Extracted records
- - -

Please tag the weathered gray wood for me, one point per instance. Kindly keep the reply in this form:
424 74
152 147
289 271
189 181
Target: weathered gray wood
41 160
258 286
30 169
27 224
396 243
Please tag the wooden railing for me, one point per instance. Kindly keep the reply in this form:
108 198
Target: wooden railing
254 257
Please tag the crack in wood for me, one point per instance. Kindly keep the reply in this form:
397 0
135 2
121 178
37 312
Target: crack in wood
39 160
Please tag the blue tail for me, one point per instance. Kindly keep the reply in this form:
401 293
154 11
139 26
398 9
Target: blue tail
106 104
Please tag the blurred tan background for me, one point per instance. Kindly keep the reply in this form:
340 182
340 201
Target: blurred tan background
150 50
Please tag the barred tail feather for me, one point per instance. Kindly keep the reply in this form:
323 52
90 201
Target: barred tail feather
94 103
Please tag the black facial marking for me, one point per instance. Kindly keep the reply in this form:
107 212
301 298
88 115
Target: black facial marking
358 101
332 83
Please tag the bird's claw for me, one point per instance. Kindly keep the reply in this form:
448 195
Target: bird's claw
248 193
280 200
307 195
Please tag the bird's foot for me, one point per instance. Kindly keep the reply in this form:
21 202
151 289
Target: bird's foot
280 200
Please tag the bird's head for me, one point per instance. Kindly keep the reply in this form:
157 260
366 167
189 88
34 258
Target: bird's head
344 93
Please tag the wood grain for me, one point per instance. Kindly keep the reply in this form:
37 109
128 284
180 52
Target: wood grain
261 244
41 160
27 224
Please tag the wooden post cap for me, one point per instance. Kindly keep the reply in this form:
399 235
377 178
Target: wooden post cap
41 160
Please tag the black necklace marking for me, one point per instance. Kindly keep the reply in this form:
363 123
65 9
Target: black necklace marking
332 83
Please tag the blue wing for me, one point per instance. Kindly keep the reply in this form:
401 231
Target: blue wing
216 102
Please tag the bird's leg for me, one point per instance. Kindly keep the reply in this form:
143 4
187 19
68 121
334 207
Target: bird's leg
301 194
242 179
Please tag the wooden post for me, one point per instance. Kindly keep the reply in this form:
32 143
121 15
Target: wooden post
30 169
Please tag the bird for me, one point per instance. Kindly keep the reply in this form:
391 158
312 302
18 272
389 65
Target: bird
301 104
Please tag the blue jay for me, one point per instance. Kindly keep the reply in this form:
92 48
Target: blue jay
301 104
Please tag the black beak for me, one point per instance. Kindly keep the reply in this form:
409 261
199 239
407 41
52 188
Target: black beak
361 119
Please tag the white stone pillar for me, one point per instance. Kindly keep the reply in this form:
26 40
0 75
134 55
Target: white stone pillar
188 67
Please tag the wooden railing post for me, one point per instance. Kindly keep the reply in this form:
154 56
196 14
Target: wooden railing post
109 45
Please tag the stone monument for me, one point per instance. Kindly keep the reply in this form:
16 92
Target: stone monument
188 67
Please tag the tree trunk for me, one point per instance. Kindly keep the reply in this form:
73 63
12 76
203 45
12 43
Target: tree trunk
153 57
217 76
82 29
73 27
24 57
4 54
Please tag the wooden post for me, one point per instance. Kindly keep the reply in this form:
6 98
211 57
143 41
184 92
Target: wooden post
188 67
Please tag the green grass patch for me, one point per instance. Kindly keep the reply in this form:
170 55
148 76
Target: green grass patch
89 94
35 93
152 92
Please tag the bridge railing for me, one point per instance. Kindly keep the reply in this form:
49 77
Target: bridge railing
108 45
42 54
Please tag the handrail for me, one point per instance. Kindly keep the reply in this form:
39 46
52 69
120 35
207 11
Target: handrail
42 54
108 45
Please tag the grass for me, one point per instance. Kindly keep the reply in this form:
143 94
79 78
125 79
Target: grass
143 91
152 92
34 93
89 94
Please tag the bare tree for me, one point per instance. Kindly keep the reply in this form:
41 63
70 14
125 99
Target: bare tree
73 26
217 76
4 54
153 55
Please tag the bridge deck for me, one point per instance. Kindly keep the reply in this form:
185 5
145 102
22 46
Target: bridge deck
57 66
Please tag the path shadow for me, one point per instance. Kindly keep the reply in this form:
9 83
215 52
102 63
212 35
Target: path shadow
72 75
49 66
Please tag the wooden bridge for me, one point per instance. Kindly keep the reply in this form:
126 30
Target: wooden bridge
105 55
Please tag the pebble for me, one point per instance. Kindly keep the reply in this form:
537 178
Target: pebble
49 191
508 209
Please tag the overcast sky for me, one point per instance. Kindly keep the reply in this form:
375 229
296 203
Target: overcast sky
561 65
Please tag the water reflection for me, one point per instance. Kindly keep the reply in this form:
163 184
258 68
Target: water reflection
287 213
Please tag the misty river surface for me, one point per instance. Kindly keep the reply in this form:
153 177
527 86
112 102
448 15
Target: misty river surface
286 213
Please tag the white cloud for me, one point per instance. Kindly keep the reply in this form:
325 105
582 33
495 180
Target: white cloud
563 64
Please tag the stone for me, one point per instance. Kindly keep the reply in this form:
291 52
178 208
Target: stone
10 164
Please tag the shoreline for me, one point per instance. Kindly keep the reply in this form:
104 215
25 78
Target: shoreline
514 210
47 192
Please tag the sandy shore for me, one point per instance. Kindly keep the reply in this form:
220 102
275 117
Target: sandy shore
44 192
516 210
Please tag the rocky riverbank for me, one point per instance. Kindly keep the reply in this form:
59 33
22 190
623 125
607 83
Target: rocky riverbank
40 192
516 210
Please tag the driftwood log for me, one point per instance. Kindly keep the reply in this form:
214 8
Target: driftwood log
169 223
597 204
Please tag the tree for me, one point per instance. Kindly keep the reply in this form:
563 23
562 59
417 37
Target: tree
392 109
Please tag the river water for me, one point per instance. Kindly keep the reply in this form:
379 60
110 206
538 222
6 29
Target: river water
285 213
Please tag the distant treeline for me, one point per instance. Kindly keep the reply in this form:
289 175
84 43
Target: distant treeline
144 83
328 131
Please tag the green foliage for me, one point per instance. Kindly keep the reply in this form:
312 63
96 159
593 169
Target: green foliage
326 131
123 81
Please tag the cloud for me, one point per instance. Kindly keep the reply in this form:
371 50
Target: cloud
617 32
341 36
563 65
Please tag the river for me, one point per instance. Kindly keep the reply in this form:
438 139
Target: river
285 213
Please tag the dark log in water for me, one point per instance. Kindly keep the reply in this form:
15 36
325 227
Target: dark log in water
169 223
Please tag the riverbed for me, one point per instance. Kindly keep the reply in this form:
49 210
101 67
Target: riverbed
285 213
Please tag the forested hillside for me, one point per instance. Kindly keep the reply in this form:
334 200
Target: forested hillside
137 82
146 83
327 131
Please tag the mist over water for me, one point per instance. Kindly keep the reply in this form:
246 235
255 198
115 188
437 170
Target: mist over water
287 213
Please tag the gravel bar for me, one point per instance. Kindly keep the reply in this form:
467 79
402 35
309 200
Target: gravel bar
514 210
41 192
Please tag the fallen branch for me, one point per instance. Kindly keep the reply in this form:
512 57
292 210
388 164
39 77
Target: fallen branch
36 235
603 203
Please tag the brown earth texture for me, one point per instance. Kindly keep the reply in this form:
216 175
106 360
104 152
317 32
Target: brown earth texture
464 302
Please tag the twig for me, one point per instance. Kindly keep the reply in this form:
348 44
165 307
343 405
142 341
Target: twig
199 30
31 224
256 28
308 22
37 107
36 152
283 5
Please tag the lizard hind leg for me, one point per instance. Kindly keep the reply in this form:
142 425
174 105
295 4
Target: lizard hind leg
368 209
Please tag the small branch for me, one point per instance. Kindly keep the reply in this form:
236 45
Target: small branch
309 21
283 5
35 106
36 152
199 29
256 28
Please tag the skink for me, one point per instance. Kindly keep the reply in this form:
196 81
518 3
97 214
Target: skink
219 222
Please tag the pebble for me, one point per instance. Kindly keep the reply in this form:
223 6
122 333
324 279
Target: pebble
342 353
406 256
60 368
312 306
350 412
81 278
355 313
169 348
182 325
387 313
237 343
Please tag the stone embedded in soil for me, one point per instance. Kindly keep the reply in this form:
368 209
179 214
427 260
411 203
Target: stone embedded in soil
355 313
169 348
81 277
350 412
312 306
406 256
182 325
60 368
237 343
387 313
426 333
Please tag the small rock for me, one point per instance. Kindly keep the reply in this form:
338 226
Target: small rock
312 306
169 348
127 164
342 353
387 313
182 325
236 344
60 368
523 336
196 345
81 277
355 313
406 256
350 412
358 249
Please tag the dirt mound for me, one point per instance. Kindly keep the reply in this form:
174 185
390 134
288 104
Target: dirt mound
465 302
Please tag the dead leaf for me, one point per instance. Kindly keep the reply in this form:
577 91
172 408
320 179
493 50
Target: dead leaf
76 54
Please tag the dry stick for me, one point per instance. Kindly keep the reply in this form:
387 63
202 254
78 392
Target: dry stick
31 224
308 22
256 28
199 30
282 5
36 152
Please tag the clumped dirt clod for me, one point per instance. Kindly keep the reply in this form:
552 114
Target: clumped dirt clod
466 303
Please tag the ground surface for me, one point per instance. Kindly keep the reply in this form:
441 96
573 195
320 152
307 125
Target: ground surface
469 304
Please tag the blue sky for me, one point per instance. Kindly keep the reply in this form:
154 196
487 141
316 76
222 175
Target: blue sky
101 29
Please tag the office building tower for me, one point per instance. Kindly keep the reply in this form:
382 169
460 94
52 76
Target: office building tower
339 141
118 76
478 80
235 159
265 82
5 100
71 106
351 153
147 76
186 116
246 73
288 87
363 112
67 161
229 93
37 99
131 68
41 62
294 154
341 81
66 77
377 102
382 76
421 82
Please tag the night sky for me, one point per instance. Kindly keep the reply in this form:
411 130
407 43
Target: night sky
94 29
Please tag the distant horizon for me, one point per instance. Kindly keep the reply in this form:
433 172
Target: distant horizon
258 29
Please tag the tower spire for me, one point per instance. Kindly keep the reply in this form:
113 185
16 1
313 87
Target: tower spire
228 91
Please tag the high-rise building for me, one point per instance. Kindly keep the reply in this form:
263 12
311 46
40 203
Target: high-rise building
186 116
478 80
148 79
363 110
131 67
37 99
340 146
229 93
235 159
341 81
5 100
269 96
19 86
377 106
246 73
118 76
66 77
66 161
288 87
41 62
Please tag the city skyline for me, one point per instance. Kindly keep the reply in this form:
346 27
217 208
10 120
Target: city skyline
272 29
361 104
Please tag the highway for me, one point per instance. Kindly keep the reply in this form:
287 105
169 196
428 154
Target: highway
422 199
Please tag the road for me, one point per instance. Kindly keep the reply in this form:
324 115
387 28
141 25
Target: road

- - -

Stated goal
Return, character for character, the part of the rows that opens with the line containing "Please tag the city" and runs through the last line of the rows, both included.

Answer to the problem
Please tag the city skyline for me, one point per instance. Kindly keep the reply in this form:
346 27
217 208
10 120
Target: city skyline
272 29
361 104
Please tag the highway for me, one point per instance. Kindly keep the reply in this form:
287 105
169 196
428 154
Target: highway
422 199
Please tag the road for me, one point per instance. Kindly keep the reply in this form:
324 115
387 28
141 25
Target: road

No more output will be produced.